Direction:
Repeat verbatim every line of the material, beginning at the line that holds "Where can you find the smiling mouth" and ending at its last line.

Data entries:
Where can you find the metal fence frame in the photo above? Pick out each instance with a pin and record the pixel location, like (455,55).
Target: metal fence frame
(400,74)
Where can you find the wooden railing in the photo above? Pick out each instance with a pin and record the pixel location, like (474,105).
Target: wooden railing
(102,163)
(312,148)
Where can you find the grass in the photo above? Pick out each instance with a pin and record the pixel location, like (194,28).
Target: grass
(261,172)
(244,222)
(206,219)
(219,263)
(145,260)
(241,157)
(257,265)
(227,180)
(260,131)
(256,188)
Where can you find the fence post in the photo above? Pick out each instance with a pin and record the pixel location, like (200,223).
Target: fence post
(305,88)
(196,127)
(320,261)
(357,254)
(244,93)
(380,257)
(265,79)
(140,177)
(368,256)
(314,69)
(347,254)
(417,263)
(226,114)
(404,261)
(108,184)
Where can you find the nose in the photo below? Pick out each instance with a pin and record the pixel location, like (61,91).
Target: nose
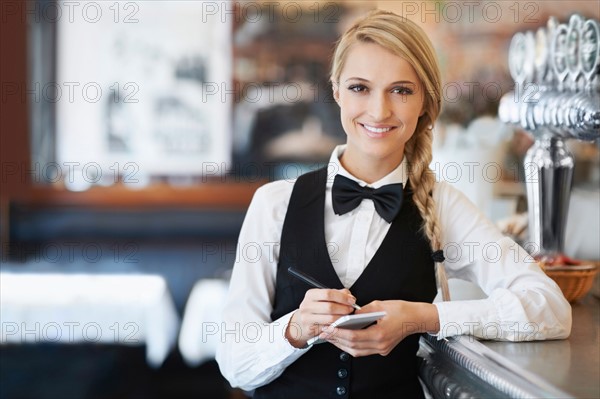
(379,107)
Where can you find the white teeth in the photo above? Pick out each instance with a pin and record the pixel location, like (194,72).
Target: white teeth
(377,130)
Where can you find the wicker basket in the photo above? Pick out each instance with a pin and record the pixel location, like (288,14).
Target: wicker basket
(574,284)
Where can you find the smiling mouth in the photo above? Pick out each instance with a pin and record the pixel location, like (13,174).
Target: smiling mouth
(377,131)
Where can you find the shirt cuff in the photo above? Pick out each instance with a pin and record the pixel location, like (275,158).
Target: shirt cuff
(474,317)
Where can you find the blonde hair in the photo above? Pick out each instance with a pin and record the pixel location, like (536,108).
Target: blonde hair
(406,39)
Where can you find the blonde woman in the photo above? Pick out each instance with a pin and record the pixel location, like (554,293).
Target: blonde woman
(369,226)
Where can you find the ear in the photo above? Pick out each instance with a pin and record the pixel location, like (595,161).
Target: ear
(335,87)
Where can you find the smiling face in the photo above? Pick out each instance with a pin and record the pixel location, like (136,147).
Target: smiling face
(381,99)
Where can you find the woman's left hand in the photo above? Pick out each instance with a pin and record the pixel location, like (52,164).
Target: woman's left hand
(403,319)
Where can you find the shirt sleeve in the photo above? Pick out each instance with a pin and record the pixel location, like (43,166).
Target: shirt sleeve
(523,303)
(253,350)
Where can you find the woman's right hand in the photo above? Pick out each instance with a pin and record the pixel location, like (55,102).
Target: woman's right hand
(320,308)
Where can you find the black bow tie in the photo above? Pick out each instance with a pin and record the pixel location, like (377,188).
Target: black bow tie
(348,194)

Output for this task:
Where can you find the smiling mouth in the photo above? Pick out each instance with a pin and record the pixel location, like (13,174).
Target: smiling mouth
(377,131)
Where can you find the shirt cuff in the photo above? Pick out each instance with a pin and record the pixel location, like (275,158).
Target: shirt cuff
(474,317)
Where can you find the blonde hair in the photo above? Pick out each instance with a pin and record the pixel location, like (536,108).
Target: blonde hair
(406,39)
Where can you find the blonde woman in the photo above? Pick out each instance with a pin and record the pixel location, like (554,293).
Target: blonde woman
(369,226)
Where can you find the ear in the photo above? Pick out each instance with a pin and record the pixel location, like (595,161).
Target: ear
(335,87)
Where can you find the smiling face in the photo above? Pick out each instance with a pin and record the pixel location, like (136,147).
Target: smiling face
(381,99)
Where can you find the woman's left hand in the photo above? Pick out each instance with a pin and record the pixel location, like (52,164).
Target: woman's left hand
(403,319)
Where can you find the shirt sleeve in the photo above? Pick out each instance with a pin and record the pixel location, like (43,166).
Target: shirt sleeve
(523,303)
(253,350)
Where can you find the woman's right hand in the photo above? Pick out each instance with a pin and record the pixel location, like (55,102).
Target: woman's right hand
(320,308)
Where can you find the black bow tie in the photo above? Pick out each instance with a pin and record the pixel location, like (377,188).
Target: black bow tie
(348,194)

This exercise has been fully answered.